Can you transcribe every record below exactly as it appears?

---

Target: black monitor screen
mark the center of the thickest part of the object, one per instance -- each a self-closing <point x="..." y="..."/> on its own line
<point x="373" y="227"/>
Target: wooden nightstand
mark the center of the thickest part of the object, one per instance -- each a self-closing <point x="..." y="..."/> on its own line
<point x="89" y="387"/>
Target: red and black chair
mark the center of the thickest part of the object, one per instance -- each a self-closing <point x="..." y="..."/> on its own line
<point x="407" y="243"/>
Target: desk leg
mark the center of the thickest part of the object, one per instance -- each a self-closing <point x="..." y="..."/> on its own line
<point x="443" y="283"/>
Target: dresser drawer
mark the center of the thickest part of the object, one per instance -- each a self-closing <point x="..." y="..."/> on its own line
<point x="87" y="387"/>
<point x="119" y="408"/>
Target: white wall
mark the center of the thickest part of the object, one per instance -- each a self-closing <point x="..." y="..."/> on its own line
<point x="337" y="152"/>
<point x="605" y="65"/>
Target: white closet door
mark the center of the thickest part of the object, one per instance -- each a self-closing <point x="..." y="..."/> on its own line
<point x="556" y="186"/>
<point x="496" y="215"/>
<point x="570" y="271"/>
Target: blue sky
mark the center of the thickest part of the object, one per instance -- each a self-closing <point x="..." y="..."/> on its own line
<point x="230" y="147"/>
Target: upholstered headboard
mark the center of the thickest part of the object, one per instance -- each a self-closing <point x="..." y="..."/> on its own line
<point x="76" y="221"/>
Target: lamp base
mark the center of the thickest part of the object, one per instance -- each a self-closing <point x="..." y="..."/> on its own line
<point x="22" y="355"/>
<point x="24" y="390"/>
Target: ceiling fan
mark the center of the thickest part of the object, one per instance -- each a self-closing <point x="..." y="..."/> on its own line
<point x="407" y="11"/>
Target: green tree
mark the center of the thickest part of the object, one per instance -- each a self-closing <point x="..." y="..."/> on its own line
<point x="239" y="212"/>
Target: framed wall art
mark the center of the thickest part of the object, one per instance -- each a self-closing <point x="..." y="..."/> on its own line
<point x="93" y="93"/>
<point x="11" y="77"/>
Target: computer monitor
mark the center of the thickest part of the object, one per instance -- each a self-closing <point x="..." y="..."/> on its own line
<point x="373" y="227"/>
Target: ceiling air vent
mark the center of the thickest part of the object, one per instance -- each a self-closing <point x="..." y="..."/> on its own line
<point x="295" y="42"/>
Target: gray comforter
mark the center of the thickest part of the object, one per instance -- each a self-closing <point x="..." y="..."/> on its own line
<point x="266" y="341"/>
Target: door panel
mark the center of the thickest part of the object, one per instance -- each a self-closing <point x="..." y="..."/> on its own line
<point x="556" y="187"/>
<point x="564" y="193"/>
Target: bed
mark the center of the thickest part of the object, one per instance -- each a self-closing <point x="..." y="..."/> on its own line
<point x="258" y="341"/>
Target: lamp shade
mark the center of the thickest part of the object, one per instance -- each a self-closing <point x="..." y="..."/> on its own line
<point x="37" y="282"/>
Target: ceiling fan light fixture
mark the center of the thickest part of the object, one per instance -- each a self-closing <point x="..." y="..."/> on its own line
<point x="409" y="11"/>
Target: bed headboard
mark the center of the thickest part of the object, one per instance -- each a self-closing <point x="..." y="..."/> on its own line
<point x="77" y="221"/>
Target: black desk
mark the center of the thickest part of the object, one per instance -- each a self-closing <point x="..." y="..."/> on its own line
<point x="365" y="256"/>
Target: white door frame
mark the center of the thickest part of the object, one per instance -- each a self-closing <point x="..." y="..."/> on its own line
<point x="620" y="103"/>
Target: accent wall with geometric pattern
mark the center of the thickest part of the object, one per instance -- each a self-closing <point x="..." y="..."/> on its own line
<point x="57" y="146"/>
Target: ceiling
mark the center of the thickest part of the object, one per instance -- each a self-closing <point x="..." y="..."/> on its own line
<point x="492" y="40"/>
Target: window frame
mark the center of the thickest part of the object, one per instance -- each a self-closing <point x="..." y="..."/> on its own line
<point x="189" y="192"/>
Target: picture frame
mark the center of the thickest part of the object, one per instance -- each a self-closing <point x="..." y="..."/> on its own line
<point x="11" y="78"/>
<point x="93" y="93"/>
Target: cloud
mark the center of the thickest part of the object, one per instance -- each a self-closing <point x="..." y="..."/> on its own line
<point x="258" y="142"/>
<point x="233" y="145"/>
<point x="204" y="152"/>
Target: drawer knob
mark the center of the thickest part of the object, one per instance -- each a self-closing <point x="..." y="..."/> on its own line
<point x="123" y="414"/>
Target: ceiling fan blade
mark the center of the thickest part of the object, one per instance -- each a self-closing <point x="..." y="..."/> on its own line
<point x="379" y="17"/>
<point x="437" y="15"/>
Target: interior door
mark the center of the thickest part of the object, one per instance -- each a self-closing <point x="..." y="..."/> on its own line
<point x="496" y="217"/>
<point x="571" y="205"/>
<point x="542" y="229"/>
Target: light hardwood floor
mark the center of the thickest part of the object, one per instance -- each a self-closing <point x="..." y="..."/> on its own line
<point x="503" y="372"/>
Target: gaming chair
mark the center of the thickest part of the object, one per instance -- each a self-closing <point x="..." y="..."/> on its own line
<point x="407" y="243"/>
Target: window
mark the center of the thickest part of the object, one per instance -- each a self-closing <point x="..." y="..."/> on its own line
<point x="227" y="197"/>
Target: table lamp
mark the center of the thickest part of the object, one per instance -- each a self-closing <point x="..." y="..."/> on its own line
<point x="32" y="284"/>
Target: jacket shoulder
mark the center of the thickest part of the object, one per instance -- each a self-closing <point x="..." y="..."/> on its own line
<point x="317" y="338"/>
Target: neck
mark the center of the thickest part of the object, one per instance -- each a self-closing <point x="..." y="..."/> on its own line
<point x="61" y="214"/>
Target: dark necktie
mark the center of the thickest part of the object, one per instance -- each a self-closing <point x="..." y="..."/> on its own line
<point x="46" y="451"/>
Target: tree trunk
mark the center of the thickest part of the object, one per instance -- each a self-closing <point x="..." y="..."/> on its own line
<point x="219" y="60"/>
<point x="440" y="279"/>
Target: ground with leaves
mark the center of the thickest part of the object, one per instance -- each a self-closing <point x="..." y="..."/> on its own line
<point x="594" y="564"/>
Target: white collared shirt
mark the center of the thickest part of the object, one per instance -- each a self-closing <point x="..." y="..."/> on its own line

---

= RESPONSE TO THIS EXERCISE =
Target: black monitor screen
mark the center of the thickest part of the object, one per instance -- each a self-closing <point x="..." y="..."/> on its own line
<point x="373" y="227"/>
Target: wooden nightstand
mark the center of the thickest part of the object, one per instance -- each a self-closing <point x="..." y="..."/> on its own line
<point x="89" y="387"/>
Target: red and black chair
mark the center of the thickest part of the object, one per instance -- each a self-closing <point x="..." y="..."/> on its own line
<point x="407" y="243"/>
Target: desk leg
mark the center of the thickest part of the object, one per instance -- each a self-closing <point x="..." y="..."/> on its own line
<point x="443" y="283"/>
Target: dresser drawer
mark the center of the thickest part of the object, one per instance -- each a self-closing <point x="..." y="..."/> on its own line
<point x="87" y="387"/>
<point x="119" y="408"/>
Target: white wall
mark the center of the thickest part of the object, one per instance -- each a self-closing <point x="..." y="..."/> on its own line
<point x="337" y="152"/>
<point x="605" y="65"/>
Target: white closet door
mark the center of the thickest part of the object, one per instance -- each a self-closing <point x="..." y="..."/> on its own line
<point x="556" y="186"/>
<point x="496" y="215"/>
<point x="570" y="271"/>
Target: blue sky
mark the center of the thickest part of the object, one per instance -- each a self-closing <point x="..." y="..."/> on its own line
<point x="230" y="147"/>
Target: upholstered headboard
mark the center of the thickest part of the object, one per instance -- each a self-closing <point x="..." y="..."/> on its own line
<point x="76" y="221"/>
Target: lamp base
mark the center of the thickest part of the object, one per instance -- each a self-closing <point x="..." y="..."/> on its own line
<point x="22" y="355"/>
<point x="24" y="390"/>
Target: ceiling fan
mark the center of the thickest part of the object, one per instance -- each a self-closing <point x="..." y="..."/> on its own line
<point x="407" y="11"/>
Target: green tree
mark the center of the thickest part of the object, one per instance -- each a self-closing <point x="..." y="..."/> on its own line
<point x="239" y="212"/>
Target: framed wall art
mark the center of the thickest part of the object, one per instance -- each a self-closing <point x="..." y="..."/> on its own line
<point x="93" y="93"/>
<point x="11" y="77"/>
Target: computer monitor
mark the center of the thickest part of the object, one per instance -- each a self-closing <point x="..." y="..."/> on its own line
<point x="373" y="227"/>
Target: ceiling air vent
mark the center of the thickest part of the object, one per instance -- each a self-closing <point x="..." y="..."/> on its own line
<point x="295" y="42"/>
Target: gray comforter
mark the center of the thickest part of the object, one per instance -- each a self-closing <point x="..." y="..."/> on its own line
<point x="266" y="341"/>
Target: door panel
mark the center of the thickest part of the object, one per instance -- each a self-closing <point x="..." y="..."/> on its own line
<point x="556" y="187"/>
<point x="564" y="193"/>
Target: bed
mark the center of the thickest part of the object, one per instance -- each a self-closing <point x="..." y="..."/> on its own line
<point x="258" y="341"/>
Target: lamp shade
mark the center of the thickest part of the object, one per instance -- each a self-closing <point x="..." y="..."/> on its own line
<point x="37" y="282"/>
Target: ceiling fan light fixture
mark the center of the thickest part of the object, one per instance -- each a self-closing <point x="..." y="..."/> on its own line
<point x="409" y="11"/>
Target: bed headboard
mark the center of the thickest part of the object, one per instance -- each a self-closing <point x="..." y="..."/> on its own line
<point x="77" y="221"/>
Target: black desk
mark the center of the thickest part of the object, one per instance -- each a self-closing <point x="..." y="..."/> on its own line
<point x="365" y="256"/>
Target: white door frame
mark the center of the thickest part of the object, one per instance -- each a self-closing <point x="..." y="..."/> on its own line
<point x="620" y="103"/>
Target: accent wall with geometric pattern
mark the center of the thickest part of the object, one per instance -- each a self-closing <point x="..." y="..."/> on its own line
<point x="57" y="146"/>
Target: ceiling
mark the center of the thickest part of the object, one per instance -- each a self-closing <point x="..." y="..."/> on its own line
<point x="492" y="40"/>
Target: window frame
mark the center of the thickest part of the object, one per instance -- each a self-closing <point x="..." y="..."/> on its own line
<point x="189" y="192"/>
Target: picture frame
mark the center of the thickest part of the object, one per instance -- each a self-closing <point x="..." y="..."/> on its own line
<point x="11" y="78"/>
<point x="93" y="93"/>
Target: cloud
mark the center of the thickest part of the object, one per instance -- each a self-closing <point x="..." y="..."/> on its own line
<point x="258" y="142"/>
<point x="233" y="145"/>
<point x="204" y="152"/>
Target: drawer knob
mark the center of the thickest part of the object, one per instance -- each a self-closing <point x="..." y="..."/> on its own line
<point x="123" y="414"/>
Target: ceiling fan blade
mark the center of the thickest part of the object, one per instance -- each a self-closing <point x="..." y="..."/> on its own line
<point x="379" y="17"/>
<point x="437" y="15"/>
Target: interior door
mark the center of the thickest part of the object, one per instance -- each a self-closing <point x="..." y="..."/> on its own line
<point x="496" y="217"/>
<point x="571" y="205"/>
<point x="542" y="229"/>
Target: light hardwood floor
mark the center of the thickest part of the object, one per instance -- each a self-closing <point x="..." y="..."/> on its own line
<point x="503" y="372"/>
Target: gaming chair
mark the center of the thickest part of the object, one per instance -- each a self-closing <point x="..." y="..."/> on its own line
<point x="407" y="243"/>
Target: window
mark the center of the thickest part of the object, one per instance -- each a self-closing <point x="..." y="..."/> on its own line
<point x="227" y="197"/>
Target: table lamp
mark the center of the thickest part of the object, one per instance -- each a self-closing <point x="..." y="..."/> on its own line
<point x="32" y="284"/>
Target: jacket shoulder
mark the center of the thickest part of the object, one per instance -- each a self-closing <point x="..." y="..."/> on its own line
<point x="317" y="338"/>
Target: neck
mark the center of the thickest part of the object, one per instance -- each a self-closing <point x="..." y="..."/> on its own line
<point x="61" y="214"/>
Target: dark necktie
mark the center of the thickest part of the object, one per instance -- each a self-closing <point x="..." y="..."/> on its own line
<point x="46" y="451"/>
Target: tree trunk
mark the center of the thickest part of the object, one per instance -- each a self-closing <point x="..." y="..."/> on its own line
<point x="219" y="60"/>
<point x="440" y="279"/>
Target: ground with leaves
mark the center of the thickest part of the object, one per instance -- each a self-closing <point x="..." y="..."/> on its own line
<point x="594" y="564"/>
Target: white collared shirt
mark the center of the thickest part of the object, one per instance -- each a self-closing <point x="..." y="..."/> on its own line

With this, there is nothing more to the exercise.